> **Supplied material**
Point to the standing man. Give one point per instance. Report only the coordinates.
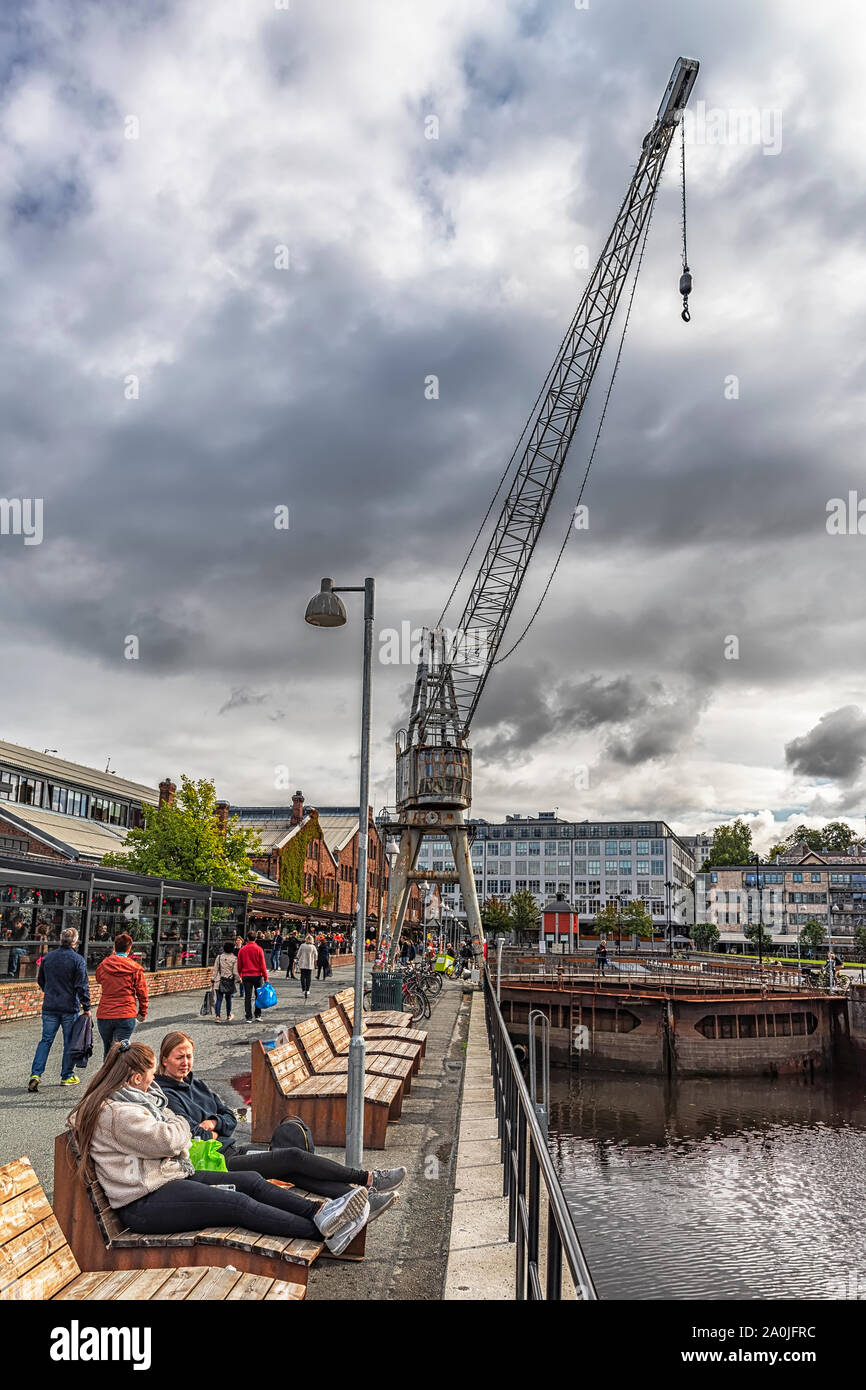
(253, 972)
(277, 948)
(63, 977)
(292, 947)
(124, 998)
(601, 955)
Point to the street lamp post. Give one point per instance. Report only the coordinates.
(670, 934)
(328, 610)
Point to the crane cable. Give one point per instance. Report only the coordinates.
(535, 612)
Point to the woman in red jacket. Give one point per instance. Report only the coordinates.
(124, 998)
(253, 972)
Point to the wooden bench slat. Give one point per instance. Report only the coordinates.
(28, 1250)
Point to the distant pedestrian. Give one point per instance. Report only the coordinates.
(323, 959)
(277, 950)
(124, 998)
(292, 948)
(63, 977)
(253, 972)
(601, 957)
(306, 961)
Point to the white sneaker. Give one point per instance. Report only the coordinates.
(339, 1211)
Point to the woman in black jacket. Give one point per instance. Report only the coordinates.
(211, 1118)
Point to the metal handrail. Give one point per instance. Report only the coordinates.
(527, 1165)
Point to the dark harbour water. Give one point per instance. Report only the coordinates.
(715, 1189)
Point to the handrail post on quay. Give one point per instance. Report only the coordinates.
(527, 1172)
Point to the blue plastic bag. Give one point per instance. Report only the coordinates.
(266, 997)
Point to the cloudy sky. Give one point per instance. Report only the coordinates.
(232, 255)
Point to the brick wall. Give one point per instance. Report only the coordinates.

> **Exercise instructions**
From the line containing "Point to the woman in black" down to the last line of the records above, print every line exactly, with both ends kept.

> **Problem solution**
Point to the woman in black jacket. Give one point per instance. Report only the coordinates.
(211, 1118)
Point to the metal handrail. Give one point per instance. Report only the coordinates.
(527, 1165)
Point to the dark harbour water. Give one point per instance. Report only the coordinates.
(715, 1189)
Point to the handrail post on quay. Give one point per instance. Report only the coordinates.
(527, 1172)
Point to the blue plastic bag. Give one point per instance. Report only the coordinates.
(266, 997)
Point to the cloudy sky. Give one point per instance. Report only the coordinates.
(232, 255)
Point to the brick wall. Give one point per instance. Report only the coordinates.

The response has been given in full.